━━ EXTRAIT DU DOCUMENT ━━
PRÉTENTIONS DES PARTIES
Dans ses dernières conclusions transmises par voie électronique le 7 avril 2023, la Sa Allianz Iard, appelante, demande à la cour, au visa de l'article 1792-4-1 et des articles 1792 et suivants du code civil, de l'article 114-1 du code des assurances, de :
Rejetant toutes conclusions contraires comme injustes et, en tout cas, mal fondées,
infirmer le jugement en ce qu'il :
rejette la fin de non-recevoir tirée de la prescription soulevée par la compagnie Allianz à l'encontre de la Sma Sa,
déclare recevable en son recours à l'encontre de la compagnie Allianz, la Sma Sa,
condamne la compagnie Allianz, en sa qualité d'assureur de la société Soteba à relever et garantir la Sma Sa de l'ensemble des condamnations prononcées à l'encontre de cette dernière,
condamne la compagnie Allianz aux dépens de l'instance, en ce compris les frais de l'expertise judiciaire,
condamne la compagnie Allianz à payer à M. [H] [S] la somme de 4.000euros au titre de l'article 700 du code de procédure civile,
Statuant à nouveau,
- déclarer irrecevable le recours en garantie dirigé à l'encontre de la compagnie Allianz en ce qu'il a été formé au-delà du délai décennal et alors que l'assureur n'était plus exposé au recours de son assuré,
En conséquence,
- débouter l'ensemble des demandes formées à l'encontre de la compagnie Allianz, -condamner la compagnie Sma Sa à verser à la compagnie Allianz la somme de 3.000 euros sur le fondement de l'article 700 du code de procédure civile, outre les entiers dépens dont distraction à la Selas Clamens Conseil, avocats qui est en droit de les recouvrer, conformément aux dispositions de l'article 699 du code de procédure civile,
En toute hypothèse,
demeurant l'absence de lien direct et certain entre l'intervention de la société Soteba et les désordres,
- débouter l'ensemble des demandes formées à l'encontre de la compagnie Allianz,
- déclarer la compagnie Allianz fondée à contester la prise en charge du préjudice moral allégué par M. [S],
- déclarer la compagnie Allianz fondée à opposer la franchise contractuelle aux tiers s'agissant de la garantie facultative des dommages immatériels,
- condamner tout succombant à verser à la compagnie Allianz la somme de 2.000 euros sur le fondement de l'article 700 du code de procédure civile, outre les entiers dépens dont distraction à la Selas Clamens Conseil, avocats qui est en droit de les recouvrer, conformément aux dispositions de l'article 699 du code de procédure civile.
━━━
━━ DONNÉES ━━
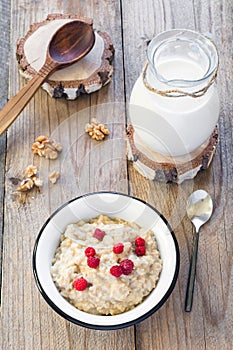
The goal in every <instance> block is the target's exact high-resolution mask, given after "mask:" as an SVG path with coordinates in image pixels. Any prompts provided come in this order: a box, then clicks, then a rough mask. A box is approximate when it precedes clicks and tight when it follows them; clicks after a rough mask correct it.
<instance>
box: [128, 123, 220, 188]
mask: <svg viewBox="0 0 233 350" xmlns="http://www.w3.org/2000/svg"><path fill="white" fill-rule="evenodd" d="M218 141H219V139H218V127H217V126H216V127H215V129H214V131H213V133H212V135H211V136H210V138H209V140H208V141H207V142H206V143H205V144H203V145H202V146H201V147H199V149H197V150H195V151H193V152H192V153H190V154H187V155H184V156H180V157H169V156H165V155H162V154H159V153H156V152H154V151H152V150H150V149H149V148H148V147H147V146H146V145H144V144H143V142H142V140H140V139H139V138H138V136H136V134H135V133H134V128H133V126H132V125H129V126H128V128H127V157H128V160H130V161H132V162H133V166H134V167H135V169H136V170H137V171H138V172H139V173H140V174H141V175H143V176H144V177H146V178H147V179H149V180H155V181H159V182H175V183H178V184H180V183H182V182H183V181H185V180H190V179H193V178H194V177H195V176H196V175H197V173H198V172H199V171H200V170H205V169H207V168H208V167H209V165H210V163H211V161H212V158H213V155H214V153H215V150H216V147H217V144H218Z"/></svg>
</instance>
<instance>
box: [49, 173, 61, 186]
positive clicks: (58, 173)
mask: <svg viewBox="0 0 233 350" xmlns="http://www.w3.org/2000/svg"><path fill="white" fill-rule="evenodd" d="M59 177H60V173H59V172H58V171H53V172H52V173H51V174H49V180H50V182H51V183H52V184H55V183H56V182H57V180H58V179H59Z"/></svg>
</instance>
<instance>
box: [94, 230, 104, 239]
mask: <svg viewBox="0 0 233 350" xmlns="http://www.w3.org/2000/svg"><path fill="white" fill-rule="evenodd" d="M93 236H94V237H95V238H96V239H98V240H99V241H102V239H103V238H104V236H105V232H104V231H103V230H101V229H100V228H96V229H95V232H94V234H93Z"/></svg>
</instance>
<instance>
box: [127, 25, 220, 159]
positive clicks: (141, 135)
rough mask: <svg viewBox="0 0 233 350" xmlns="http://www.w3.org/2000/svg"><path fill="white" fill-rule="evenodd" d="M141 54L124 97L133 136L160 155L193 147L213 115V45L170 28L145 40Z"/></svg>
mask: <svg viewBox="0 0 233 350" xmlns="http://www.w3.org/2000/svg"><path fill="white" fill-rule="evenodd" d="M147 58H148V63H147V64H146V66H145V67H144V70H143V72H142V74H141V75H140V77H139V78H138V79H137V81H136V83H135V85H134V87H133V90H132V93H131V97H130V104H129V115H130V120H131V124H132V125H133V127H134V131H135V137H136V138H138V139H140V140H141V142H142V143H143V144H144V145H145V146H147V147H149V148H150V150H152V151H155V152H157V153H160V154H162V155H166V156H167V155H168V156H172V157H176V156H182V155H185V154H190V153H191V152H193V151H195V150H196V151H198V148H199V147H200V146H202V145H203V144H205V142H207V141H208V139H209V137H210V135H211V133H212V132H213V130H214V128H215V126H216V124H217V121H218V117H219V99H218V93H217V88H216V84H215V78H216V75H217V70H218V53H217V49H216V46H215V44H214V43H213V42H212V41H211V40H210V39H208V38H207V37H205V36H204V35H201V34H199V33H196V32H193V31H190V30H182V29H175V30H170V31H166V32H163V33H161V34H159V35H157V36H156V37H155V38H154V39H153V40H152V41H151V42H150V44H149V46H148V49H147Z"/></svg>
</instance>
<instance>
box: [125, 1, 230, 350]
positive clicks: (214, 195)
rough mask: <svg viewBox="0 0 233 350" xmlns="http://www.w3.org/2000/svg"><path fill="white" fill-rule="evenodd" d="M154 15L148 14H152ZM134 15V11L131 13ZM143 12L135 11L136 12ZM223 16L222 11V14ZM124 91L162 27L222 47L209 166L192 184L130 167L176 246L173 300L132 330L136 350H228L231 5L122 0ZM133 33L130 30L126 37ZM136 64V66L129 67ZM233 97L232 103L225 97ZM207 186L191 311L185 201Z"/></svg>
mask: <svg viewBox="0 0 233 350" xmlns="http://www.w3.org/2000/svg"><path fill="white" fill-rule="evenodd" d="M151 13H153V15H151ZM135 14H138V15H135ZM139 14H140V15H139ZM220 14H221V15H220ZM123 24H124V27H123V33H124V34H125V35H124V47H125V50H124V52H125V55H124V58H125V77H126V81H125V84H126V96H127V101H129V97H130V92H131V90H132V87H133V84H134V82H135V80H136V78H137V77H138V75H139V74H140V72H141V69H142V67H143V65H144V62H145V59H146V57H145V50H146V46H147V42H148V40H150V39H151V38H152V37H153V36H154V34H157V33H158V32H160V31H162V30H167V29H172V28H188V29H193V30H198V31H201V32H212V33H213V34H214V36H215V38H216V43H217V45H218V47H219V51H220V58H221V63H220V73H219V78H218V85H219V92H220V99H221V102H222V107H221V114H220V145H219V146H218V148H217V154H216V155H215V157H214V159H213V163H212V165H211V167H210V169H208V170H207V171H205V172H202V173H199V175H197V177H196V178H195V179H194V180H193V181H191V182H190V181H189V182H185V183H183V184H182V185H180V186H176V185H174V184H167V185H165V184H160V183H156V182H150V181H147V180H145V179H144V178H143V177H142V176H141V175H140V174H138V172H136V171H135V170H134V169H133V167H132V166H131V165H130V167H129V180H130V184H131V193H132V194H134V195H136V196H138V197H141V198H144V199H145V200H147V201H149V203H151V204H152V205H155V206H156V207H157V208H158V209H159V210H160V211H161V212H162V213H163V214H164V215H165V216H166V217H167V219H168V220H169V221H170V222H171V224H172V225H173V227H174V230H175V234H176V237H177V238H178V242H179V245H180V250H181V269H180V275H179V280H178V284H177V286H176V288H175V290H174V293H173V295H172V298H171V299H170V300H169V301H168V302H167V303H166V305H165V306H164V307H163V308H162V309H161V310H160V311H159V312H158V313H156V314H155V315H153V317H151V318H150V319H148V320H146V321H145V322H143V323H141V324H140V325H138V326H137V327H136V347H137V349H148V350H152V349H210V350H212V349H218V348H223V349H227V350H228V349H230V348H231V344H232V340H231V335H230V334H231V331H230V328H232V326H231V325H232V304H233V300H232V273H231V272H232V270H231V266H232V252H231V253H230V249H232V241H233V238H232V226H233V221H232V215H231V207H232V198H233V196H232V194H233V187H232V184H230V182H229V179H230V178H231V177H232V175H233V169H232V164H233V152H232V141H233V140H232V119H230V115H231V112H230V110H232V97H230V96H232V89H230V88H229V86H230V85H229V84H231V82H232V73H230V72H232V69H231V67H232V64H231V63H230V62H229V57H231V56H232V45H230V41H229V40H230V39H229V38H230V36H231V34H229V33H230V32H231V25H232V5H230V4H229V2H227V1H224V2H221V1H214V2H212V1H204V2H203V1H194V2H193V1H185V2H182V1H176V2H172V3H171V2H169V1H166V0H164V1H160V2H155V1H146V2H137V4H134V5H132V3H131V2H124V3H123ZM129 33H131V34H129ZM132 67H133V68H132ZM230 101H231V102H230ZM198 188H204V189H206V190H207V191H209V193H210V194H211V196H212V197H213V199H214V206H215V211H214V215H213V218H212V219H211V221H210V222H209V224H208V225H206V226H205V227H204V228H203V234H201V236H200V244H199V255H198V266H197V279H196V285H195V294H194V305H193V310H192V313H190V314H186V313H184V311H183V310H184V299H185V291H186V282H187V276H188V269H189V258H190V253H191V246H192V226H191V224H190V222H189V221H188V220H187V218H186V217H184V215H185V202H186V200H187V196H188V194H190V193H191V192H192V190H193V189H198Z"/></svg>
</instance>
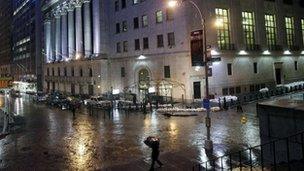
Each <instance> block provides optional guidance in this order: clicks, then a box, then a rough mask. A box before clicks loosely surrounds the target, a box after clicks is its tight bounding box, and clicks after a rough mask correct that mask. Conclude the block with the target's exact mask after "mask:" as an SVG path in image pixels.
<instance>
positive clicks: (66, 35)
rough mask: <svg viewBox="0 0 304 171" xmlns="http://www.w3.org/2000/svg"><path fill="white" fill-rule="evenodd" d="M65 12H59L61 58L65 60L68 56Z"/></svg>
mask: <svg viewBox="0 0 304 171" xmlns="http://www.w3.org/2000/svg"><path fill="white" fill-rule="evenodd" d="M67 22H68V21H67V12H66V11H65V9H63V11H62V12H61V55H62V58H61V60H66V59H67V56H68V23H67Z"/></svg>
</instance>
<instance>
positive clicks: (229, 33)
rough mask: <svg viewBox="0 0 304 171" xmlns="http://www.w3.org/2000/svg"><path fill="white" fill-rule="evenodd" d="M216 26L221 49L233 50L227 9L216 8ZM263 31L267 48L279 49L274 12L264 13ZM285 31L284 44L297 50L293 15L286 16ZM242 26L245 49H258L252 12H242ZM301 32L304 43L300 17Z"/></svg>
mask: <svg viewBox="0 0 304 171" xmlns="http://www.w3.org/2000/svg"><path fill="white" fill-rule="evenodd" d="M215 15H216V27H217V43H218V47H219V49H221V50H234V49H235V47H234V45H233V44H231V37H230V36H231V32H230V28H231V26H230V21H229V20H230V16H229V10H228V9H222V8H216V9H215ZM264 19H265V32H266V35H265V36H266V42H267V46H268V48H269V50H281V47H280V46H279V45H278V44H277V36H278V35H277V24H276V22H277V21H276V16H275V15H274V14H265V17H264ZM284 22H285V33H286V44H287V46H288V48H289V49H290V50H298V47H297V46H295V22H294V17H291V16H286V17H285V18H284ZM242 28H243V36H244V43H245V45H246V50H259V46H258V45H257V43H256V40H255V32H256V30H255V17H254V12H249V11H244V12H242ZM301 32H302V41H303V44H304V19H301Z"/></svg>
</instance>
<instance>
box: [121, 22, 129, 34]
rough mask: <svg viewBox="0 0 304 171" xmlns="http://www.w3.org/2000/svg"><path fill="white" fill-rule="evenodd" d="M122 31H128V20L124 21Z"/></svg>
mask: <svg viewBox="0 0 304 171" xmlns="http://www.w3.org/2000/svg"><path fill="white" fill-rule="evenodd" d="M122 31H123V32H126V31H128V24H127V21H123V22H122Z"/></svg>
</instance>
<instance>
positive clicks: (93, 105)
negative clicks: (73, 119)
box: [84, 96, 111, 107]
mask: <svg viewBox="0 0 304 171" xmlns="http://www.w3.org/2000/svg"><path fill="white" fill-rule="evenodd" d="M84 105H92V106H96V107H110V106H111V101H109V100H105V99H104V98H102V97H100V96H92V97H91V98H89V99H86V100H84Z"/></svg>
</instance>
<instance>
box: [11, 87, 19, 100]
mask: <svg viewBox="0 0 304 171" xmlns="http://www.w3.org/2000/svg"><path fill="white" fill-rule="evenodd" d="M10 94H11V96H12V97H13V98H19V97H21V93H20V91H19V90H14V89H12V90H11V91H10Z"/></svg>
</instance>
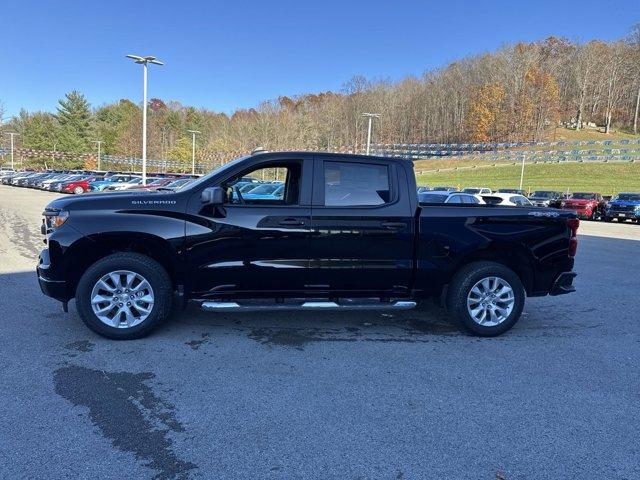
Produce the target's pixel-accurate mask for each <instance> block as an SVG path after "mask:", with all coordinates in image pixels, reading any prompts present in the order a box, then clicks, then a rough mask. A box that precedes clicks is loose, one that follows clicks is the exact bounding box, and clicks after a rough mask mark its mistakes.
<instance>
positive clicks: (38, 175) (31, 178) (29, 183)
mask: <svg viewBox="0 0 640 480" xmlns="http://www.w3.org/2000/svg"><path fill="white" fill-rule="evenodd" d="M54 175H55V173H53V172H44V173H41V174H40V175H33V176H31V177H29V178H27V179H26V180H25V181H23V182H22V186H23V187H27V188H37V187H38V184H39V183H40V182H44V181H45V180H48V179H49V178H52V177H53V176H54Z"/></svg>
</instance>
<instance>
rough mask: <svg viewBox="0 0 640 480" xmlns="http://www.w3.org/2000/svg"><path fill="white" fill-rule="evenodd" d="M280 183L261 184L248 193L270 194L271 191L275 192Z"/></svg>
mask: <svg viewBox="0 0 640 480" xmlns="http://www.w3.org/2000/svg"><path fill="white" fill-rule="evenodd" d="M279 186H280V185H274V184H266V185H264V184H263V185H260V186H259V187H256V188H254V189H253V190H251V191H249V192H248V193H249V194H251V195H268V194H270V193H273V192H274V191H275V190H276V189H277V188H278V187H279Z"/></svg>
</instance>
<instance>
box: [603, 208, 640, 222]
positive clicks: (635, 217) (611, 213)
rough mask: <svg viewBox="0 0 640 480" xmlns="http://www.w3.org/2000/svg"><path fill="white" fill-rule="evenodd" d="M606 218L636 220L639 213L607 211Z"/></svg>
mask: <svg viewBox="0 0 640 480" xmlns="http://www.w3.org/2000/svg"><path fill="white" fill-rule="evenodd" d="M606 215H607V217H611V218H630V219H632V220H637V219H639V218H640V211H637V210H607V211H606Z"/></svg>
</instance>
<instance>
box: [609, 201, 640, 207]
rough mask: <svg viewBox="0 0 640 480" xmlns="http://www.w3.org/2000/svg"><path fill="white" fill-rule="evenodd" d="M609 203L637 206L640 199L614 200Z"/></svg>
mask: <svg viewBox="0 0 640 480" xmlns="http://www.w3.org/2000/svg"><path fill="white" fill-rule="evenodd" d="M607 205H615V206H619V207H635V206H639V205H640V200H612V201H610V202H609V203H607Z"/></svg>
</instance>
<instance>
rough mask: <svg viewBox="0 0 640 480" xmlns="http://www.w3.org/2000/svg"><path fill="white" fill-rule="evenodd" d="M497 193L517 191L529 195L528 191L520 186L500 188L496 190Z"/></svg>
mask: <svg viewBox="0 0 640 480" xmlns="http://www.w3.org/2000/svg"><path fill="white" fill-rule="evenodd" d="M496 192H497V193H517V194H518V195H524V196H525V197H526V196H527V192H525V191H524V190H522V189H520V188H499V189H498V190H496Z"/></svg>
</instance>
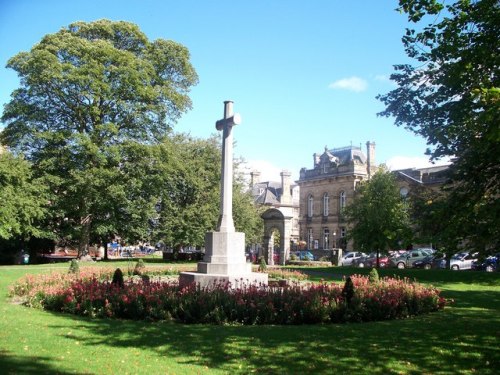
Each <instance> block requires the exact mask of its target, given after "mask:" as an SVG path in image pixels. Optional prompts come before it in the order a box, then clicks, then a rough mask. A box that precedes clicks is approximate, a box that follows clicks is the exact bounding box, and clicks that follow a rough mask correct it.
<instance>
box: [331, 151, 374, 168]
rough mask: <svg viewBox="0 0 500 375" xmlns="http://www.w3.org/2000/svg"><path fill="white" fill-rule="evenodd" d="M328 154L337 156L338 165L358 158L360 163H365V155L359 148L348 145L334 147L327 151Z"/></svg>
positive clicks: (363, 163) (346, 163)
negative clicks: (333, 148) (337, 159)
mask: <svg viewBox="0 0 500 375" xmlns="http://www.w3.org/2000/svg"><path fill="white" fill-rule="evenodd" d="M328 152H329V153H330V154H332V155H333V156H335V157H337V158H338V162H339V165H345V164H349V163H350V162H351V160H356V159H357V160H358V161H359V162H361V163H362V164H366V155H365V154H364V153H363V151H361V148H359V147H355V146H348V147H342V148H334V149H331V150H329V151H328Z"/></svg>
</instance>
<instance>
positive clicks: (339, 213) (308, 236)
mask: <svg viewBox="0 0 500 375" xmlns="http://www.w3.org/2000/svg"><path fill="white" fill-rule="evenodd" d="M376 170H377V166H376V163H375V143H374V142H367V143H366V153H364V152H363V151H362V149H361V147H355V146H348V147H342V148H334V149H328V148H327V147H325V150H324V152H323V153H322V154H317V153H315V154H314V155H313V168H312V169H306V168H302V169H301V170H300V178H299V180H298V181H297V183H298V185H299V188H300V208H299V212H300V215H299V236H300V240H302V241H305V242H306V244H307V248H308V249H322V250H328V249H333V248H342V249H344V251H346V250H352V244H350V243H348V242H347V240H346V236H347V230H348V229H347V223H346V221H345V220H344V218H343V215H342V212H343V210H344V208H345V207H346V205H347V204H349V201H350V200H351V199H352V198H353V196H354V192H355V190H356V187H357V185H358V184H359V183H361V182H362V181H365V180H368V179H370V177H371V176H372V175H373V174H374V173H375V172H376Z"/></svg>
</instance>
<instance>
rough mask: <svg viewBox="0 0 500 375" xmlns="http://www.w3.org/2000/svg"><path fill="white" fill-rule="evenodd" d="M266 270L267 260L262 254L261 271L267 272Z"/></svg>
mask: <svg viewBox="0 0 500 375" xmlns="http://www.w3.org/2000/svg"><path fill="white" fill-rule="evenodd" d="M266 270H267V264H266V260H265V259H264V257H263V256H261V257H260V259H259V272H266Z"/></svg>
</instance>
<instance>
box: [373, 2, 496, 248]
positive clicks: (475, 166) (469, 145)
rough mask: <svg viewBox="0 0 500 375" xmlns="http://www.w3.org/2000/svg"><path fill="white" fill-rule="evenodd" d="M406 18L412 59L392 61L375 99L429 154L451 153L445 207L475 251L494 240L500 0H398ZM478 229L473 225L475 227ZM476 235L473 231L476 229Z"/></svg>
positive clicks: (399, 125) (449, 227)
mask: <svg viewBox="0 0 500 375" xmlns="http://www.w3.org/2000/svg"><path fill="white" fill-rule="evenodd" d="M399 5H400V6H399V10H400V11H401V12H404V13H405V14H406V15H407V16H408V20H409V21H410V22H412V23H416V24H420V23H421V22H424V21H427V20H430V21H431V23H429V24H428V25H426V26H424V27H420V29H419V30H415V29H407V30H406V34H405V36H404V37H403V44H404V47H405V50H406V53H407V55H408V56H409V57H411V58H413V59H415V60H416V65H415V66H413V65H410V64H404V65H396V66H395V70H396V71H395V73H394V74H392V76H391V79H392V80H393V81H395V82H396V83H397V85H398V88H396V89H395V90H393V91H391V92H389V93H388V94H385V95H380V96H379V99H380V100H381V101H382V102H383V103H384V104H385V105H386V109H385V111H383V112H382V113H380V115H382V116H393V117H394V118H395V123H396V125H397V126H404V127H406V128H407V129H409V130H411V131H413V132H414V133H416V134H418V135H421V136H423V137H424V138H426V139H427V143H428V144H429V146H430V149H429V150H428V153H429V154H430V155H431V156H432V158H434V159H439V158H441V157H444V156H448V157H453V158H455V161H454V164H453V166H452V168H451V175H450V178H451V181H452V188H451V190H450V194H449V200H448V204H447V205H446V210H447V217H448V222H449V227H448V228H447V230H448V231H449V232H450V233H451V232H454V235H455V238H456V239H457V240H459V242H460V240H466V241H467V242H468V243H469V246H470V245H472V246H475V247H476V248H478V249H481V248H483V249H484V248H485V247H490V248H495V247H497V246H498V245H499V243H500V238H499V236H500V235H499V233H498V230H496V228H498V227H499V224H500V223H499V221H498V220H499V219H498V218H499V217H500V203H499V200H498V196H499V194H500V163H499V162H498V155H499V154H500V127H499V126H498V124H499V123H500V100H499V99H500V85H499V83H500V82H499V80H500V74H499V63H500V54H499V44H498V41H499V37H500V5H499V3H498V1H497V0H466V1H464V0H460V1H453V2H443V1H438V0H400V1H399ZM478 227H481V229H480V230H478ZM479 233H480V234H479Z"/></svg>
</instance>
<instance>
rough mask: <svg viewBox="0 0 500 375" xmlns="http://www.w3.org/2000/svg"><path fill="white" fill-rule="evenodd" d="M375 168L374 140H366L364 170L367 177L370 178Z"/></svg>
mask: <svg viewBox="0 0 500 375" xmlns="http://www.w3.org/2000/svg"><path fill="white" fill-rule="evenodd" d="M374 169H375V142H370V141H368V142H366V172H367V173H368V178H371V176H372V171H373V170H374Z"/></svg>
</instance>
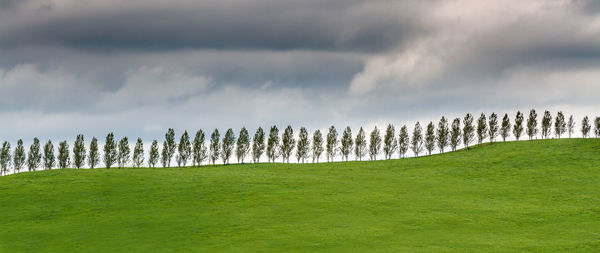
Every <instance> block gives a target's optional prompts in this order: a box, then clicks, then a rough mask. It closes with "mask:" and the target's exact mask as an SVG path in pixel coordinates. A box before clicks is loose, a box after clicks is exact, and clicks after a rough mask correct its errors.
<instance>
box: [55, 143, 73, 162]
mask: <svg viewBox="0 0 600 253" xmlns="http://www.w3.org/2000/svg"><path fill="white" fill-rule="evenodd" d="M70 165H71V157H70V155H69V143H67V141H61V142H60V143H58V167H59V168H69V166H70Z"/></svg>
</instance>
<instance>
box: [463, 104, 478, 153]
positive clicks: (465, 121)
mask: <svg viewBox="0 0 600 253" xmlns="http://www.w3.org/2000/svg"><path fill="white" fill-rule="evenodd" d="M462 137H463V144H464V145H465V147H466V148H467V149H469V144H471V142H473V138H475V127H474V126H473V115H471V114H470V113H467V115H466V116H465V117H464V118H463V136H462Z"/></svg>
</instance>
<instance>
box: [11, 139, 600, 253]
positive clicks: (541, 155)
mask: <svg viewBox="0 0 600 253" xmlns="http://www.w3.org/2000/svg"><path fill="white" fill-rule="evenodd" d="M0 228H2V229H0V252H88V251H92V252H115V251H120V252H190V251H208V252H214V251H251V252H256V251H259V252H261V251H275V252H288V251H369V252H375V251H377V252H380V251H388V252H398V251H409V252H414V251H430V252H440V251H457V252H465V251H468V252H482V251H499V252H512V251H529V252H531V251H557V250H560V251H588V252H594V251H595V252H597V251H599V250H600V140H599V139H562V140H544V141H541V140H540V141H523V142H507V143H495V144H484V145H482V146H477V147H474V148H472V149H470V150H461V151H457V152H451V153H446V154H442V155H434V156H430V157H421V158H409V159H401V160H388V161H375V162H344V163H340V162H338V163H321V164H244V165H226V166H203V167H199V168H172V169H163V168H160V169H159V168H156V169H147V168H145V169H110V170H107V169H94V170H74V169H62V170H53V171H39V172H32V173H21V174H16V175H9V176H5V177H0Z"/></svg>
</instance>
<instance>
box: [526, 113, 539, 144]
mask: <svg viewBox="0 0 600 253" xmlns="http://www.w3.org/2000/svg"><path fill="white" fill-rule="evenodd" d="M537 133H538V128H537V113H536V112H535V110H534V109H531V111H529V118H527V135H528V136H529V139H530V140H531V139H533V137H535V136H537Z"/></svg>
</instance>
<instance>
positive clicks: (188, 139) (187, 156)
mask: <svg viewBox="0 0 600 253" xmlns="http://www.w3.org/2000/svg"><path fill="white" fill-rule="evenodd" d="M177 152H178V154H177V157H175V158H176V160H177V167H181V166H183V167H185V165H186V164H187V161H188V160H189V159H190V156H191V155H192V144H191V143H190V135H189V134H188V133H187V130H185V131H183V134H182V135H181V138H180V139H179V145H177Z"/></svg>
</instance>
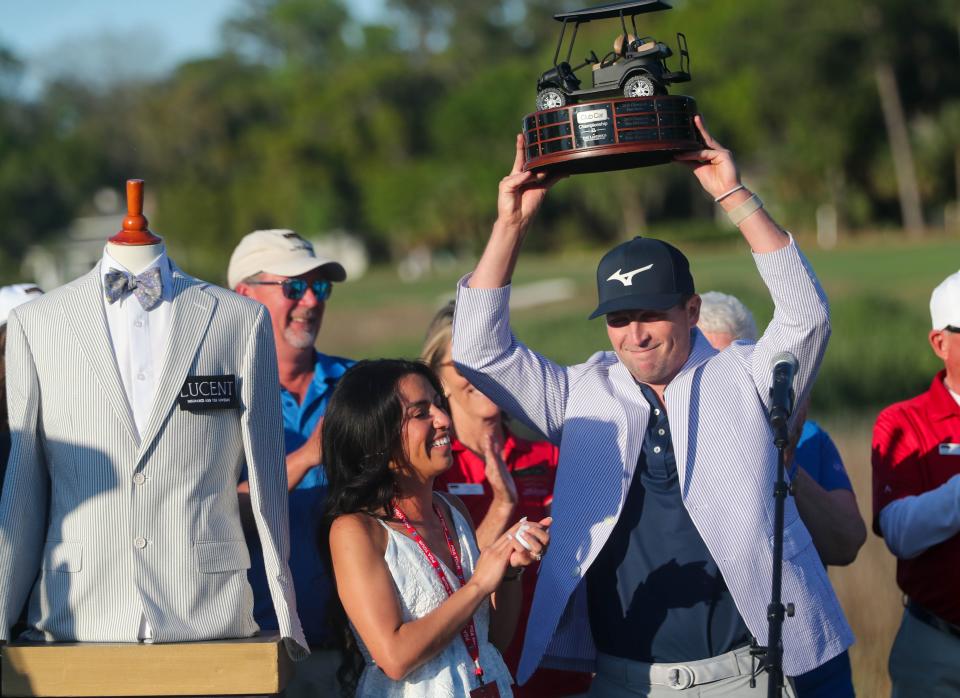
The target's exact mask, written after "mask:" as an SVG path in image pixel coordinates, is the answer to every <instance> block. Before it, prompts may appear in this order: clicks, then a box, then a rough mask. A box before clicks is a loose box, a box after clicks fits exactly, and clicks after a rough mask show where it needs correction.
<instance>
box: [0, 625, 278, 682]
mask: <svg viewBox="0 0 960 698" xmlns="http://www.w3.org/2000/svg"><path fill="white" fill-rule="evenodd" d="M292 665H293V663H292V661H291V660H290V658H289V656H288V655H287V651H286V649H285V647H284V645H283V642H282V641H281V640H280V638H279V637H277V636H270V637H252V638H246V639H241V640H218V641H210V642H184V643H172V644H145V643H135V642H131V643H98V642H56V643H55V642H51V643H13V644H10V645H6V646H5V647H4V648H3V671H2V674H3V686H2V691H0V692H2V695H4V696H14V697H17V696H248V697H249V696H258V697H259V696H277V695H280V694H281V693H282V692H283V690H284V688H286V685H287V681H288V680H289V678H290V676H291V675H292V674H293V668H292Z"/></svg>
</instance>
━━━
▶ _CONSIGNE_: Poursuivez le texte sur les prétentions des parties à partir de sa dernière phrase.

▶ _RÉPONSE_:
Dans ses dernières conclusions transmises par voie électronique le 22 mars 2023, la Sa Sma sa, intimée, demande à la cour, au visa des articles 331 et suivants du code de procédure civile, des articles 1240, 1241, 1792 et suivants et 2240 du code civil et de l'article L. 124-3 du code des assurances, de :
Sur l'appel de la compagnie Allianz
À titre principal,
- débouter la compagnie Allianz de son appel,
- confirmer purement et simplement le jugement,
- condamner la compagnie Allianz à régler à la Sma Sa la somme de 3.000 euros au titre de ses frais irrépétibles, ainsi qu'aux entiers dépens de l'instance d'appel,
À titre subsidiaire,
- condamner M. [F] [J] à relever indemne et garantir la Sma Sa de l'intégralité des condamnations prononcées au profit de M. [S],
- condamner M. [F] [J] à verser à la Sma Sa la somme de 3.000euros sur le fondement de l'article 700 du code de procédure civile, ainsi qu'aux entiers dépens, en ce compris les dépens de première instance et de l'instance de référé,
Sur l'appel incident de M. [S]
- confirmer le jugement en ce qu'il a débouté M. [S] de sa demande au titre de son prétendu préjudice moral,
- condamner la compagnie Allianz et M. [J] à relever et garantir la Sma Sa de toutes condamnations susceptibles d'être prononcées à son encontre,
Sur les demandes de la compagnie Axa France Iard,
- débouter la compagnie Axa France Iard de sa demande de condamnation de la Sma Sa sur le fondement de l'article 700 du code de procédure civile.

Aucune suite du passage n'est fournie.